Passage fourni ::
On a dit plusieurs fois (et c’est là un des principaux arguments de M. le ministre de l’intérieur et de l’honorable M. Lebeau ), on a dit plusieurs fois que les augmentations de droit qui ont été introduites en 1826 dans le tarif français sont dues aux mesures prises contre la France par le gouvernement hollandais. S’il en est ainsi, alors il faut en tirer la conséquence que la Belgique ne doit point retirer les droits différentiels dont les produits français ont été frappés par l’ancien gouvernement, avant que le gouvernement français ne retire de son côté les mesures de 1826.

Eh bien, messieurs, les mesures de 1826 ne frappaient pas seulement les objets sur lesquels le droit a été quelque peu diminué par les lois de juillet 1835, mais encore beaucoup d’autres objets et entre autres les toiles ; or, vous savez si les mesures dont nos toiles ont été frappées en 1826 ont été retirées.

La France, messieurs, nous a fait de faibles concessions ; je vais avoir l’honneur d’en faire l’énumération, et vous verrez combien ces concessions, dont on fait tant de bruit, sont peu de chose par rapport à nos grandes industries. Je dis par rapport à nos grandes industries ; car, certes, si toutes les industries sont respectables, elles ne sont pas toutes également importantes ; elles sont plus ou moins importantes selon qu’elles font mouvoir un plus ou moins grand nombre de bras, selon qu’elles nourrissent un plus ou moins grand nombre d’ouvriers. Eh bien, messieurs, toutes les concessions que la France nous a faites tournent au profit du travail de l’ouvrier français, tandis qu’on nous demande des concessions qui doivent ruiner nos industries les plus majeures.

La France a consenti d’abord à lever la prohibition de nos cuivres ouvrés. Eh bien, vous savez, messieurs, que nous produisons très peu de cuivres ouvrés ; la plus grande partie de ces objets nous viennent de France : par exemple, les cuivres dorés, les bronzes dorés, les pendules, les candélabres, etc. C’est donc là une concession nulle par rapport à nos grandes industries.

Exercice écrit 1 ::
Selon le passage, quelle est la première prohibition que la France a consenti à lever ?

(Entrées d'une source de données)
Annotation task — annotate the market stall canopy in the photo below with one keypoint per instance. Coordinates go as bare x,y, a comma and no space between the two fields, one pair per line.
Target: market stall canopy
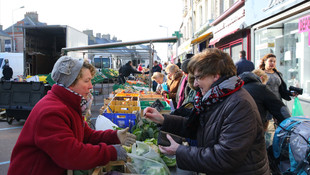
120,44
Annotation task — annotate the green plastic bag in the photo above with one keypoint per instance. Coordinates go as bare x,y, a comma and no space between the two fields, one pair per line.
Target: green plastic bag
297,109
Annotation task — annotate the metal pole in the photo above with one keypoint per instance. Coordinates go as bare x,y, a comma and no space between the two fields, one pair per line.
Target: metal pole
150,66
13,40
13,43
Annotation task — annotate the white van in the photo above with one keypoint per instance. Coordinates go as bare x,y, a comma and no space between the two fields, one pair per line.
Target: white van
16,62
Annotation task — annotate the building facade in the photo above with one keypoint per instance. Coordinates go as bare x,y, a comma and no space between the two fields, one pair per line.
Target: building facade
30,19
5,41
282,28
205,20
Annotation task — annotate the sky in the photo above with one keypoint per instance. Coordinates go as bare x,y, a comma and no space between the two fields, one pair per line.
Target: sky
128,20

Exercice écrit 2 ::
Transformez en tableau Markdown les lignes des entrées, depuis celle qui contient « Annotation task — annotate the white » jusqu'à la dernière ligne des entrées, avec une colonne « N° » pour le numéro de rangée et une colonne « Ligne » pour le texte. Ne gardez pas les lignes vides.

Réponse 1 ::
La prohibition des cuivres ouvrés belges.

Réponse 2 ::
| N° | Ligne |
|---|---|
| 1 | Annotation task — annotate the white van in the photo above with one keypoint per instance. Coordinates go as bare x,y, a comma and no space between the two fields, one pair per line. |
| 2 | Target: white van |
| 3 | 16,62 |
| 4 | Annotation task — annotate the building facade in the photo above with one keypoint per instance. Coordinates go as bare x,y, a comma and no space between the two fields, one pair per line. |
| 5 | Target: building facade |
| 6 | 30,19 |
| 7 | 5,41 |
| 8 | 282,28 |
| 9 | 205,20 |
| 10 | Annotation task — annotate the sky in the photo above with one keypoint per instance. Coordinates go as bare x,y, a comma and no space between the two fields, one pair per line. |
| 11 | Target: sky |
| 12 | 128,20 |